Aim of the task:
What you hand back must match the records word for word, with no pictures.

(Photo-based referring expression data)
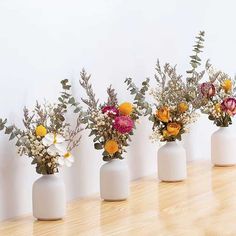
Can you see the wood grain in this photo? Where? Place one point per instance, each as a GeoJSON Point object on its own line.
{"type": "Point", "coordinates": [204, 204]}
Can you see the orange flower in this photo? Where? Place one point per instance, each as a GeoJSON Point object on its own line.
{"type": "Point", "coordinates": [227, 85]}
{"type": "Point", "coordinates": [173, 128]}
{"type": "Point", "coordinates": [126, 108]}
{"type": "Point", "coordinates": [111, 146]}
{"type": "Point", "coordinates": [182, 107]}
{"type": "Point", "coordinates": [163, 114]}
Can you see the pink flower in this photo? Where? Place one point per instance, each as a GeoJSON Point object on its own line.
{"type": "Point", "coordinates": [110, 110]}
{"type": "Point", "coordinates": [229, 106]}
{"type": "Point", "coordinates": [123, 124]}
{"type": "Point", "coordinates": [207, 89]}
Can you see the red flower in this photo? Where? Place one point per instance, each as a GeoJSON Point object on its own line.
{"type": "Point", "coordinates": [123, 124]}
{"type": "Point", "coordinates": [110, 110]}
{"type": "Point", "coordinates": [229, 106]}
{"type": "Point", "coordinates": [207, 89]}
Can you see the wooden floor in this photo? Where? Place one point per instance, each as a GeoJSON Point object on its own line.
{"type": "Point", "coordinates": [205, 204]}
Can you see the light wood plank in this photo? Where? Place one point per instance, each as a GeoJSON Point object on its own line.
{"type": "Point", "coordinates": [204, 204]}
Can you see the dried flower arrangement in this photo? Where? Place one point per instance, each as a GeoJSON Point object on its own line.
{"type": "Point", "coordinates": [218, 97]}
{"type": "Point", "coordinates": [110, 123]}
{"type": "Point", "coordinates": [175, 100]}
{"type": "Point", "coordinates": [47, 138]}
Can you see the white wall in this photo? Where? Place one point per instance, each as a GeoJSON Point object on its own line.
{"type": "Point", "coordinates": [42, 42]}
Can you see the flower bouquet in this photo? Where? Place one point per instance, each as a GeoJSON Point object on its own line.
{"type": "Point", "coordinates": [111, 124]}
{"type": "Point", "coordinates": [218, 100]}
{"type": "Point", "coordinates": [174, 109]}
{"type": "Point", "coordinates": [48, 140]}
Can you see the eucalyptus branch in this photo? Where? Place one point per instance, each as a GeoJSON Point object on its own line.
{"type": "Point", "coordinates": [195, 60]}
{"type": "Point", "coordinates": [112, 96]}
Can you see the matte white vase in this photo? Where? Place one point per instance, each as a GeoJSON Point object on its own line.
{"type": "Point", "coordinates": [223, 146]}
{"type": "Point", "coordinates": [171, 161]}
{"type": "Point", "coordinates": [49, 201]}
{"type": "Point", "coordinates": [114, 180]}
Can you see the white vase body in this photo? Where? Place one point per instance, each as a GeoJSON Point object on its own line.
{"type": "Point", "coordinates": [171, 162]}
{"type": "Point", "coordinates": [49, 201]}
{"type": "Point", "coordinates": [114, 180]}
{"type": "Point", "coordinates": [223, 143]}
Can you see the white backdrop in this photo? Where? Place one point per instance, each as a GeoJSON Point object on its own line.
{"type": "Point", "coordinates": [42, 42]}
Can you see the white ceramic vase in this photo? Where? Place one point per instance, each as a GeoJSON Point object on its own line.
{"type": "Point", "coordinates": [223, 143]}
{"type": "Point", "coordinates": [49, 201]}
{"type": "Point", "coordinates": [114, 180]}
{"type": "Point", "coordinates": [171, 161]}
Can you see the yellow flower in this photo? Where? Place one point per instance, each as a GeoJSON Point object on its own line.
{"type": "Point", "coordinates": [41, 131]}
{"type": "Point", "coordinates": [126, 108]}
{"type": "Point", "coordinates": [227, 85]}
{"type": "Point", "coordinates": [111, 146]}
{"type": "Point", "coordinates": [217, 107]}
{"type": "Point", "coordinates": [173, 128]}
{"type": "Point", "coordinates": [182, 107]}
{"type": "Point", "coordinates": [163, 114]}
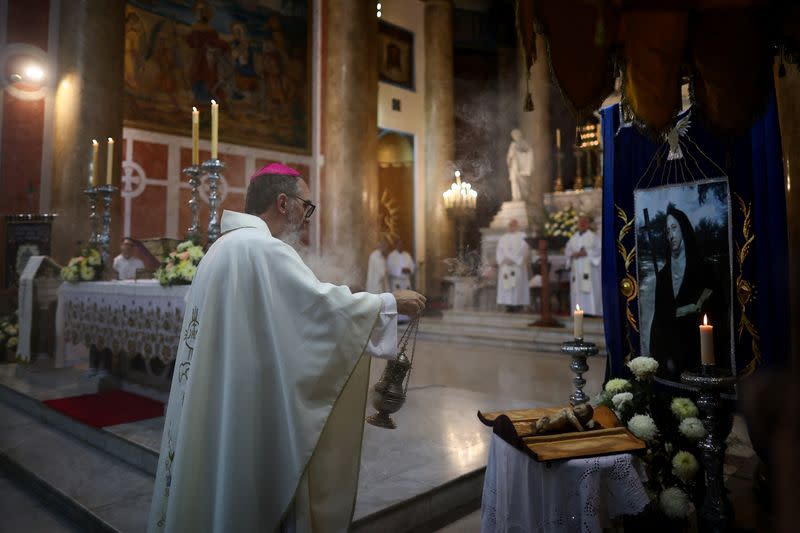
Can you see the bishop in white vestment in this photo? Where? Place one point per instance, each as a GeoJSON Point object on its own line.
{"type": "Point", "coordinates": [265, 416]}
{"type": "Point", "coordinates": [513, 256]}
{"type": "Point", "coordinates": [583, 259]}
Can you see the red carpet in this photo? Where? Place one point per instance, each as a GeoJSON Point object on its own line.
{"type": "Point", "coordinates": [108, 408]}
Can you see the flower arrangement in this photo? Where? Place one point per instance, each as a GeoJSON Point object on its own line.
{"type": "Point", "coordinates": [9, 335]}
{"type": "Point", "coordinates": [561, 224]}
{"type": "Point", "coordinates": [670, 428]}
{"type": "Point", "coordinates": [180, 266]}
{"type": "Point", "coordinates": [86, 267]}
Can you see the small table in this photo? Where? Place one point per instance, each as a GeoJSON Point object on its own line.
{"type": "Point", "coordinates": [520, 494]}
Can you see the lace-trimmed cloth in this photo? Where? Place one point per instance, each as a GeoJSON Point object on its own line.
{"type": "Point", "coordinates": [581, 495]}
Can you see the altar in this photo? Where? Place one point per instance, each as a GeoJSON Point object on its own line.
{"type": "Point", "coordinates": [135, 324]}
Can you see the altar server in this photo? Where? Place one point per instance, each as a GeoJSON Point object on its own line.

The answer:
Can you see the wood grain in this photo? Where? Place one point per instance, each as a GeoJSON Point object on its own line.
{"type": "Point", "coordinates": [204, 204]}
Can you see the orange flower in this photo? Where? Place one point per instance, each as a GeoJSON Point object on its own line.
{"type": "Point", "coordinates": [227, 85]}
{"type": "Point", "coordinates": [173, 128]}
{"type": "Point", "coordinates": [126, 108]}
{"type": "Point", "coordinates": [111, 146]}
{"type": "Point", "coordinates": [182, 107]}
{"type": "Point", "coordinates": [163, 114]}
Can you see the pink flower in this photo? Where? Place one point per instance, each as a GeoJSON Point object on its own line.
{"type": "Point", "coordinates": [110, 110]}
{"type": "Point", "coordinates": [229, 106]}
{"type": "Point", "coordinates": [123, 124]}
{"type": "Point", "coordinates": [207, 89]}
Can you see the red flower in this photo? Where? Place one point per instance, each as a GeoJSON Point object on its own line.
{"type": "Point", "coordinates": [123, 124]}
{"type": "Point", "coordinates": [110, 110]}
{"type": "Point", "coordinates": [229, 106]}
{"type": "Point", "coordinates": [207, 89]}
Can you see the wooden floor in this photo? Where? Place one point per instance, each as a GeoJSON Point object on its own line.
{"type": "Point", "coordinates": [205, 204]}
Can you see the light wood plank in this photo? Where? Place one point per instance, each as a GeoJSON Point object on its own line.
{"type": "Point", "coordinates": [204, 204]}
Can you see the dried flower arrangement in this photo? Where? Place one point per instance, each as a GeoJSON Point object on its own line.
{"type": "Point", "coordinates": [218, 97]}
{"type": "Point", "coordinates": [110, 123]}
{"type": "Point", "coordinates": [175, 100]}
{"type": "Point", "coordinates": [47, 138]}
Can you see the white wall in this photo? Where? Place one point per instance, each as a GeoJSON Point object on its own line.
{"type": "Point", "coordinates": [42, 42]}
Can you see the flower bouquet in this photo? Where? Place one point per instance, each as a GeoJSON Point object on its own line.
{"type": "Point", "coordinates": [111, 124]}
{"type": "Point", "coordinates": [218, 100]}
{"type": "Point", "coordinates": [174, 109]}
{"type": "Point", "coordinates": [48, 140]}
Can you see the eucalyptus branch in this photo? Where? Place one point per instance, each as a GeoJSON Point object on its own line.
{"type": "Point", "coordinates": [195, 60]}
{"type": "Point", "coordinates": [112, 96]}
Can you see the matte white vase in this photo? Where? Place one point per instance, each as a GeoJSON Point object on its own line.
{"type": "Point", "coordinates": [223, 146]}
{"type": "Point", "coordinates": [171, 161]}
{"type": "Point", "coordinates": [49, 201]}
{"type": "Point", "coordinates": [114, 180]}
Can you see the white vase body in this photo? Where? Place one point per instance, each as a GeoJSON Point object on its own line.
{"type": "Point", "coordinates": [171, 162]}
{"type": "Point", "coordinates": [49, 201]}
{"type": "Point", "coordinates": [114, 180]}
{"type": "Point", "coordinates": [223, 143]}
Can you see the white backdrop in this photo? Where? Place one point per instance, each as a GeoJSON Point object on its own line.
{"type": "Point", "coordinates": [42, 42]}
Can you see the white ceramic vase in this photo? Where? Place one point per instance, each as a GeoJSON Point object on its own line.
{"type": "Point", "coordinates": [223, 143]}
{"type": "Point", "coordinates": [49, 201]}
{"type": "Point", "coordinates": [114, 180]}
{"type": "Point", "coordinates": [171, 161]}
Can you see the yellow flower in this photo? Where? Place one point per instance, each as a GeoJSON Point object on its own line.
{"type": "Point", "coordinates": [41, 131]}
{"type": "Point", "coordinates": [126, 108]}
{"type": "Point", "coordinates": [227, 85]}
{"type": "Point", "coordinates": [111, 146]}
{"type": "Point", "coordinates": [217, 107]}
{"type": "Point", "coordinates": [173, 128]}
{"type": "Point", "coordinates": [182, 107]}
{"type": "Point", "coordinates": [163, 114]}
Can you see the bishop in white vestment in this photo? Where? Place one point per instance, each as a GeoJSON Point object on its own line.
{"type": "Point", "coordinates": [265, 416]}
{"type": "Point", "coordinates": [513, 256]}
{"type": "Point", "coordinates": [583, 259]}
Can you see the red carpet in this photo? Where? Place one point per instance, each as a GeoJSON Point object on its own line.
{"type": "Point", "coordinates": [108, 408]}
Can you see the flower arrangement in this photo? Where? Place one point per instance, each as a GeoJSON Point object on its own line.
{"type": "Point", "coordinates": [9, 335]}
{"type": "Point", "coordinates": [561, 224]}
{"type": "Point", "coordinates": [670, 428]}
{"type": "Point", "coordinates": [180, 266]}
{"type": "Point", "coordinates": [86, 267]}
Can you see the small table in this photo? Where? Place one point per instance, each as a GeoJSON Point object on its own line.
{"type": "Point", "coordinates": [520, 494]}
Can you see the lace-trimmed cloth in this photo? Where? Place one point per instance, each as a GeoJSON Point object on its own line.
{"type": "Point", "coordinates": [581, 495]}
Can you see the altar in this photo? Where? Place one point per instance, each as a GeoJSON Point object on its own line.
{"type": "Point", "coordinates": [135, 324]}
Can you see the altar server in this photo? Where? Place one point per instance, each as a GeoJSON Point object on its own line.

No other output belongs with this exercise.